● **JOB**: Copy out every one of the entries below word for word, leaving out the pictures.

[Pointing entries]
- - - - - - -
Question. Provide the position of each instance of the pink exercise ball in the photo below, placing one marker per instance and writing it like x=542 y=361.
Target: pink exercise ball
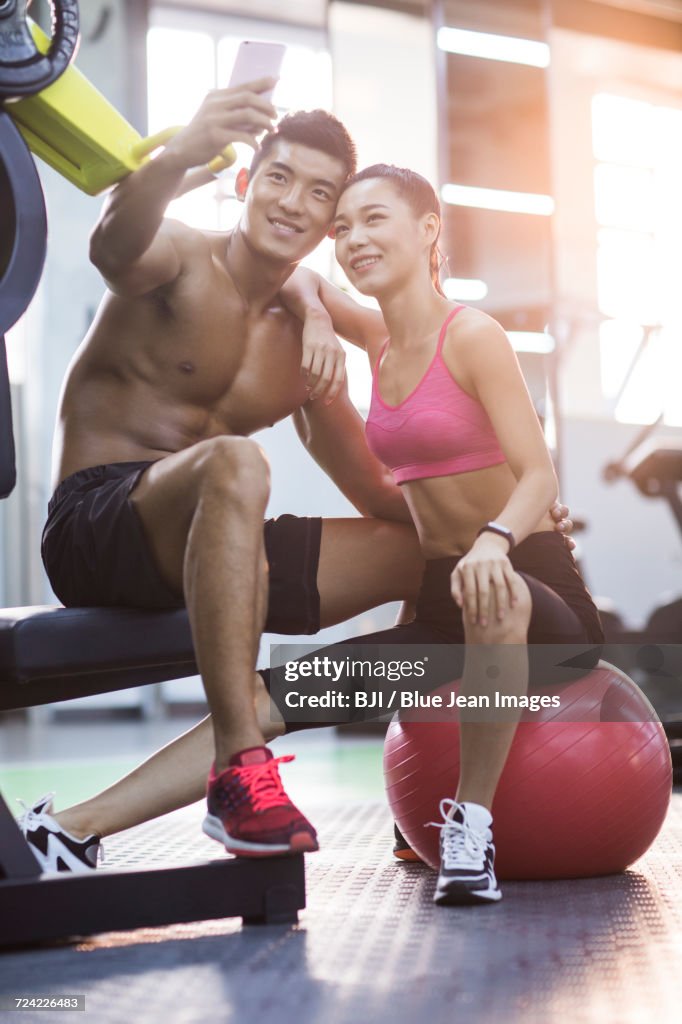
x=584 y=793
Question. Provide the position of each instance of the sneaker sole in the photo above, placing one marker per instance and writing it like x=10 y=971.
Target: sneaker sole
x=461 y=896
x=299 y=842
x=408 y=855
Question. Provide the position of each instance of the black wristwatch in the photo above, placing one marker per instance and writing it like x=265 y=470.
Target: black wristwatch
x=496 y=527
- - - - - - -
● **ANSWER TO THIS EXERCISE**:
Question. Provide the position of each instance of the pink exercise ball in the photo below, placing one marker per instance and writing it like x=542 y=361.
Target: pink exercise ball
x=584 y=793
Question. Provide the position of each instance of the sneaker sole in the photo above, placing one marker per instance and writing it like x=10 y=971.
Target: sneaker sole
x=461 y=896
x=299 y=842
x=408 y=855
Question. Provide the position of each instance of the black wristwatch in the photo above, placing one marker per instance and writing it like x=265 y=470.
Target: black wristwatch
x=496 y=527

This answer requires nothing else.